• **文本摘录**:
□ □ □ □ □ □ □

分桶建表是物理分桶, 数据在HDFS上会被存储到N个文件几种.
2. 分桶查询需要用到 set mapreduce.job.reduces = n; 这个n就是ReduceTask任务的数量, 即: 分几个桶.

3. mapreduce.job.reduces 参数的值默认是 -1, 即: 程序会按照数据量, 任务量自动分配ReduceTask的个数, 一般是1个, 即: 1个桶.
4. distribute by 表示分桶, sort by表示对桶内的数据进行排序(局部排序), 如果分桶字段和排序字段是同1个, 则可以简写为: cluster by

HQL DQL--随机抽样

随机抽样解释:
概述:
随机采样指的是 tablesample()函数, 通过它, 我们可以用类似于分桶的思路, 对数据进行采样.
格式:
select .. from 表名 tablesample(bucket x out of y on 列名 | rand());
格式解释:
1. y表示: 把数据分成y个桶. 逻辑分桶.
2. x表示: 从y个分桶中, 获取第x份数据.
3. 如果是列名方式, 列名采样, 在列名等其它条件不发生改变的情况下, 每次采样获取的数据都是一样的.
4. 如果是rand()函数, 随机采样, 则: 每次获取的数据都是不一样的.
5. x 不能大于 y

HQL DQL--union联合查询

union 联合查询介绍:
概述:
就是对表数据做纵向拼接的, 类似于书本的上, 下册, 有两种拼接方式.
分类:
union distinct -- distinct可以省略不写, 合并并去重.
union all -- 合并不去重.
细节:
1. union all 和 distinct 作用类似, 都是纵向合并, 区别就是: 去不去重的问题.
2. 直接写union 默认是 union distinct, 即: 去重合并.
3. 要进行union联合查询的数据, 列的个数, 对应的数据类型都要一致.
4. 如果条件写到上边的查询语句后, 则: 单独作用于该SQL.
如果条件写到下边的查询语句后, 则: 作用于全局.

那么文章到此截止，不足之处请各位大佬多多指教

愿你在大数据的海洋中航行顺风，发现属于你的数据宝藏！🚢💻

□ □ □ □ □ □ □

• **给定资料**:
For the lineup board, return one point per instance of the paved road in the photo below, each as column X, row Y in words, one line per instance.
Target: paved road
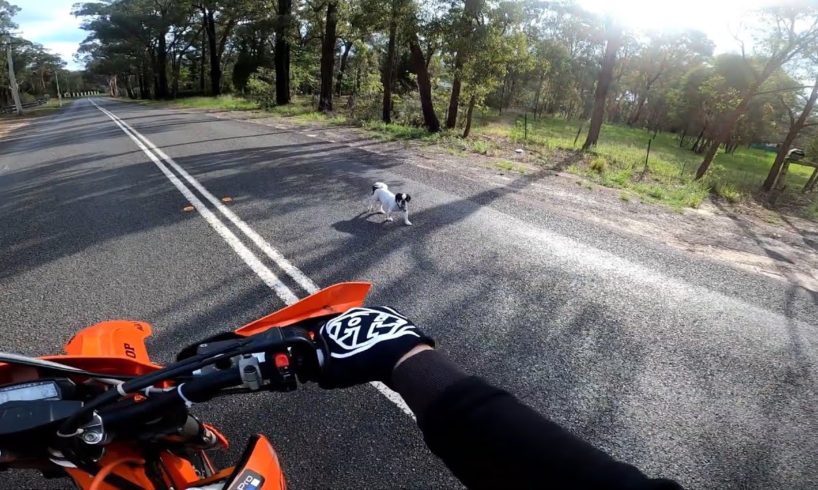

□ □ □ □ □ □ □

• **练习**:
请把文本摘录中的这句话译成英文："随机采样指的是 tablesample()函数, 通过它, 我们可以用类似于分桶的思路, 对数据进行采样."

• **答复**:
Random sampling refers to the tablesample() function; with it, we can sample data using an approach similar to bucketing.